■ **Apply what you read**
(A) Using the excerpt on antimicrobial resistance, answer the following:
(i) What profession does Prof. Black say he has?
(ii) According to WHO, approximately how many deaths was bacterial AMR directly responsible for globally in 2019?
(iii) What additional healthcare costs by 2050 does the World Bank estimate AMR could cause?
(B) In the excerpt on antimicrobial resistance, rewrite the passage starting at "From a strictly" and ending at "and economic benefits.", swapping "substantial" for "considerable".

■ **Document excerpt**
++++++++
From a strictly health economics perspective, the global impact of these diseases is substantial. Prof. Black is convinced that even small technological or lifestyle interventions can yield significant health and economic benefits.

“I’m a vaccinologist, I tend to look at things from the vaccine lens, but that isn’t really the only interventions that you would want to use,” he notes, adding that “We don’t need more lists. I think everyone has created these lists for the last two decades. What we need is to divide up the work and do it.”

AMR vaccines

Antimicrobial Resistance (AMR) occurs when bacteria, viruses, fungi and parasites no longer respond to antimicrobial medicines. According to WHO, bacterial AMR was directly responsible for approximately 1.27 million deaths globally in 2019 and contributed to a total of 4.95 million deaths. In addition to the toll on health, AMR incurs significant economic costs. The World Bank estimates that AMR could result in an additional $1 trillion in healthcare costs by 2050 and losses of $1 trillion to $3.4 trillion in gross domestic product (GDP) annually by 2030.
++++++++
■ **Given information**
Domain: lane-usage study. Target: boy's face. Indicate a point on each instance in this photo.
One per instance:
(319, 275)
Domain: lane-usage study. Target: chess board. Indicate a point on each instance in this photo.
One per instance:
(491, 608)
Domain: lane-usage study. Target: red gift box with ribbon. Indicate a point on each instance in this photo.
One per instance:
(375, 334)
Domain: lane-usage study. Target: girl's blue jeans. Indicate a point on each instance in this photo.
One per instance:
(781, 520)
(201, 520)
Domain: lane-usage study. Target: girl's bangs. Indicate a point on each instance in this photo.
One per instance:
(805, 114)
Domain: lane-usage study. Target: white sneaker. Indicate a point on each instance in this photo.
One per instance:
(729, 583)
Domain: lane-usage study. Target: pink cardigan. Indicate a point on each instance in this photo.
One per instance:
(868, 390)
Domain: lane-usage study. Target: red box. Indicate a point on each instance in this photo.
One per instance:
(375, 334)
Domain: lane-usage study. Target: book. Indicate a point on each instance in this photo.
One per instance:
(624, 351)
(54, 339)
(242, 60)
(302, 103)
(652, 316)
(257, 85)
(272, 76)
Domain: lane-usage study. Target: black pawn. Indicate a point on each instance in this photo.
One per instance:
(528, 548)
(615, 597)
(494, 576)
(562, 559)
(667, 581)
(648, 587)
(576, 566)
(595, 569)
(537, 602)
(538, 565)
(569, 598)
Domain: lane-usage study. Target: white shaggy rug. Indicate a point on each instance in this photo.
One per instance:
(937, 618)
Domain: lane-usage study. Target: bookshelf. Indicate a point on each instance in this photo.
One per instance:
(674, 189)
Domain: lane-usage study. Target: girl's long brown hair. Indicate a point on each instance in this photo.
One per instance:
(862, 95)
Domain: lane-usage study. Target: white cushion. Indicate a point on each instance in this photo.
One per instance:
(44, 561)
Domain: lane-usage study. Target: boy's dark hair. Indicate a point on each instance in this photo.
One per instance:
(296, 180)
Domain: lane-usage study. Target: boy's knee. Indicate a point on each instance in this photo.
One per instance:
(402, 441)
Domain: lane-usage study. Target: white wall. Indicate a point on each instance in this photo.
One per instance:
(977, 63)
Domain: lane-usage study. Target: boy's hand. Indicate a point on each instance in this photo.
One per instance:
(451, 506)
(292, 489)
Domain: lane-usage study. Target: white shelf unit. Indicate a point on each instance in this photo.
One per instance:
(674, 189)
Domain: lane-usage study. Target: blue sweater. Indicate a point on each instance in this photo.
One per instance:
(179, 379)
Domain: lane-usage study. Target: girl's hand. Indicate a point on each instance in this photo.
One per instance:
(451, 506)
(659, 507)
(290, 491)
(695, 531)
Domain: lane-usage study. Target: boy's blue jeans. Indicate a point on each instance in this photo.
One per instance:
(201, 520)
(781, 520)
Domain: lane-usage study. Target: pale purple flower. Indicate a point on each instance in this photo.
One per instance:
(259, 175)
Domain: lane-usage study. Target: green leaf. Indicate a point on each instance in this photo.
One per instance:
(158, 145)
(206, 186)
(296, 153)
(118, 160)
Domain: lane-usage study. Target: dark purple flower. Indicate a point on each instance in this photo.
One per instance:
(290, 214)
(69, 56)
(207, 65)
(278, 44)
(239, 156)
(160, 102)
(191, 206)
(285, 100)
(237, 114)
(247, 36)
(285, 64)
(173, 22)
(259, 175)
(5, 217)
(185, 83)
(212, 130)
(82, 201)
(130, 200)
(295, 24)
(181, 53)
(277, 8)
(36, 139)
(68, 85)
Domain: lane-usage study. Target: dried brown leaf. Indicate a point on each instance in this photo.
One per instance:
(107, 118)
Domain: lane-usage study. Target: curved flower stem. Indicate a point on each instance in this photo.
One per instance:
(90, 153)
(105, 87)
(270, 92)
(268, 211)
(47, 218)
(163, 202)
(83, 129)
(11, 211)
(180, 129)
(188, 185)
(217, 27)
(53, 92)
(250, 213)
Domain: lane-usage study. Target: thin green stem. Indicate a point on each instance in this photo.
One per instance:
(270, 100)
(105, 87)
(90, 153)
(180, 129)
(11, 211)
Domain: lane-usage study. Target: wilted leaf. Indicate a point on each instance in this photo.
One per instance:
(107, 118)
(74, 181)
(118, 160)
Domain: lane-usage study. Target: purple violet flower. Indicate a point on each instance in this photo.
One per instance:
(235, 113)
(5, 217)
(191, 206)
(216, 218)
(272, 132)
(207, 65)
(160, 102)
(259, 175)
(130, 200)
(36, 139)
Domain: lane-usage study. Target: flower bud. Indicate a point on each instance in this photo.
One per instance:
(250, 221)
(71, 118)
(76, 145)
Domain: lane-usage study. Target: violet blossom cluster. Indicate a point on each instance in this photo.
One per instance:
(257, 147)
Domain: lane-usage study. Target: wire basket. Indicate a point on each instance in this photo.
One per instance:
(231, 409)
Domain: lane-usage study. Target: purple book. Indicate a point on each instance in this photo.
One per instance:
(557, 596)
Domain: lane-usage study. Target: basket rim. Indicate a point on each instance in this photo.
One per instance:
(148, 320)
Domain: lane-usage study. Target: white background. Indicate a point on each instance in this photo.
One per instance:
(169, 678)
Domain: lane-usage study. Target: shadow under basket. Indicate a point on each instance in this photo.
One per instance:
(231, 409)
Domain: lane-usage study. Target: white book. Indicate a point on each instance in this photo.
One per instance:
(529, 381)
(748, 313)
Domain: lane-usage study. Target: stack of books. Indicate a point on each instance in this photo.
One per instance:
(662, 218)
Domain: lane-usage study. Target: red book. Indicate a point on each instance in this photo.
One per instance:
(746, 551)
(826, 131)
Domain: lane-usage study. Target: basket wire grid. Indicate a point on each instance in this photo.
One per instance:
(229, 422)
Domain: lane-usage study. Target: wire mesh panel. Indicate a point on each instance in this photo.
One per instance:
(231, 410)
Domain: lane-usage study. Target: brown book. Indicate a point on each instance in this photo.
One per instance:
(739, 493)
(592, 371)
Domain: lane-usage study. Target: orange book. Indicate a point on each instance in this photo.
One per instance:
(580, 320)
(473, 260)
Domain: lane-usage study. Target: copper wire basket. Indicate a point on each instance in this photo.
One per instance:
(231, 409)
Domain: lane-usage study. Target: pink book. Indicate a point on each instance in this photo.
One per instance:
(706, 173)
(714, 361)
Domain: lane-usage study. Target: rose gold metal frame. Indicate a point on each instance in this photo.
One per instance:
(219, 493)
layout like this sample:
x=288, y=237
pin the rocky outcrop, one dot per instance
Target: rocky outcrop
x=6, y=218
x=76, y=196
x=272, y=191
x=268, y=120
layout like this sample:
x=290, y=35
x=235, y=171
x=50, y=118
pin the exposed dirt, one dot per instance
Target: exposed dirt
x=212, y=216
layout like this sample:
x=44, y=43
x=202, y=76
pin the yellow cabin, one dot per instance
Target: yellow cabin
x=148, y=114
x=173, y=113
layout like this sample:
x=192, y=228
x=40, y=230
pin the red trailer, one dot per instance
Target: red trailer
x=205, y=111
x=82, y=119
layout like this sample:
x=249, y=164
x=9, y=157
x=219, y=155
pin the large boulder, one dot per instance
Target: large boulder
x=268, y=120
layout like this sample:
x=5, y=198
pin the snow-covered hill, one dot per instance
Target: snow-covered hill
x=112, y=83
++++++++
■ **Responses to the exercise**
(A)
(i) He is a vaccinologist.
(ii) Approximately 1.27 million deaths.
(iii) An additional $1 trillion.

(B)
From a strictly health economics perspective, the global impact of these diseases is considerable. Prof. Black is convinced that even small technological or lifestyle interventions can yield significant health and economic benefits.